How many lines in the entries below contain the word "wall"? Match case exactly, and reply with the number alone.

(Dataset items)

◇ ◇ ◇ ◇ ◇

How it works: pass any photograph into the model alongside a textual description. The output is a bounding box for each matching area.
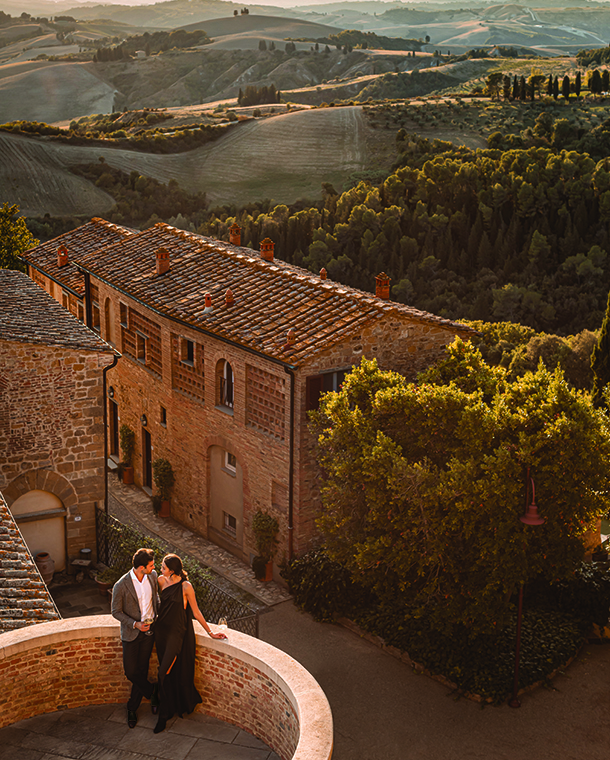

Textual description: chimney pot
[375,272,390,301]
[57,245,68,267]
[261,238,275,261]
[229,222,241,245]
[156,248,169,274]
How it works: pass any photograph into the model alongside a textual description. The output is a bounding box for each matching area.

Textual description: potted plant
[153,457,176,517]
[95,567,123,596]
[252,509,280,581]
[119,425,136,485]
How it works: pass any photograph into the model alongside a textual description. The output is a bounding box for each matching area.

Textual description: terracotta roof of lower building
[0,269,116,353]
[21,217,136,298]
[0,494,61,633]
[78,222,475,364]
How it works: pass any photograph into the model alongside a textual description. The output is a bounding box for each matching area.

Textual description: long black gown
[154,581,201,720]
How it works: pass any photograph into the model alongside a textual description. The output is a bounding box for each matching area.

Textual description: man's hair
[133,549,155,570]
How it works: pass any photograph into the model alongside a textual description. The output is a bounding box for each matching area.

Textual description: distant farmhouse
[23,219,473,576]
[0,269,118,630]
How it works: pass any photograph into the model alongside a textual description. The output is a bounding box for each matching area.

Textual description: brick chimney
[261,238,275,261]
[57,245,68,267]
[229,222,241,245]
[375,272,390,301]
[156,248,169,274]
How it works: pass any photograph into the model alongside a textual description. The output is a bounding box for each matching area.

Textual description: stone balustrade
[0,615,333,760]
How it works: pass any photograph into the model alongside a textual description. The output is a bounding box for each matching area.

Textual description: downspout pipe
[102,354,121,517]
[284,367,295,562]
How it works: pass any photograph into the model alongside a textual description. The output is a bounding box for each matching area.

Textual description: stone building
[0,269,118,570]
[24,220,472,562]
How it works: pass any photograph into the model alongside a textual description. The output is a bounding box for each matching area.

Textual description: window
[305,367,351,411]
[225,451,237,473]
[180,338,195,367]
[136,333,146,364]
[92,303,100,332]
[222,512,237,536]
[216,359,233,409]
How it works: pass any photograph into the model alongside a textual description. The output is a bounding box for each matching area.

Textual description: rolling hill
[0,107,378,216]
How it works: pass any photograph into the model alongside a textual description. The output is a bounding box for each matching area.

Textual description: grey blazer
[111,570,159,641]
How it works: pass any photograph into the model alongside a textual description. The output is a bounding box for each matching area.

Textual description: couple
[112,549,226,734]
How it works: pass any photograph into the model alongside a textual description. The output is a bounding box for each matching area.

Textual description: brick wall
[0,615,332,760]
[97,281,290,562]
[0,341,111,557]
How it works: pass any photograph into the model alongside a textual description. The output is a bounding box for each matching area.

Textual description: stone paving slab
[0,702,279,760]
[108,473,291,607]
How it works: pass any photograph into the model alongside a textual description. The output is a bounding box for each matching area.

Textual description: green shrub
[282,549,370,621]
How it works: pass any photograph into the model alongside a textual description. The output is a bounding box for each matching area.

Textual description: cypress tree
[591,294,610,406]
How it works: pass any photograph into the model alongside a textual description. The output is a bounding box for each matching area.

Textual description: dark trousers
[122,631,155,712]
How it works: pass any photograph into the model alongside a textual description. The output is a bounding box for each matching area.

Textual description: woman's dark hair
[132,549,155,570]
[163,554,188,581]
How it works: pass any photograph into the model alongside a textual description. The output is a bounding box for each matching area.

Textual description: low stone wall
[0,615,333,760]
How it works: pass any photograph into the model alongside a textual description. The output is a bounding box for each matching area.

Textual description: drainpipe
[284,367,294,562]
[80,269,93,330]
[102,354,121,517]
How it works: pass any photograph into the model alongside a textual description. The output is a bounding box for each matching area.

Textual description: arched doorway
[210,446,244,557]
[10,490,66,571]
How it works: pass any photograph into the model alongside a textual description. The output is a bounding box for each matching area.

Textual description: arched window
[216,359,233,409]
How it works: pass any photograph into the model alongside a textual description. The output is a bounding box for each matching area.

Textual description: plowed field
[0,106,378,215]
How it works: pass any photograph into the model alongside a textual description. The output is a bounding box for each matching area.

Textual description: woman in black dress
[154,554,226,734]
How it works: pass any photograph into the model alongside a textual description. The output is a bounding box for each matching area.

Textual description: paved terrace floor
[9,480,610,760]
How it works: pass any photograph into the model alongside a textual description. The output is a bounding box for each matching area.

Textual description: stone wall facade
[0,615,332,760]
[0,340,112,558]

◇ ◇ ◇ ◇ ◇

FINAL RESULT =>
3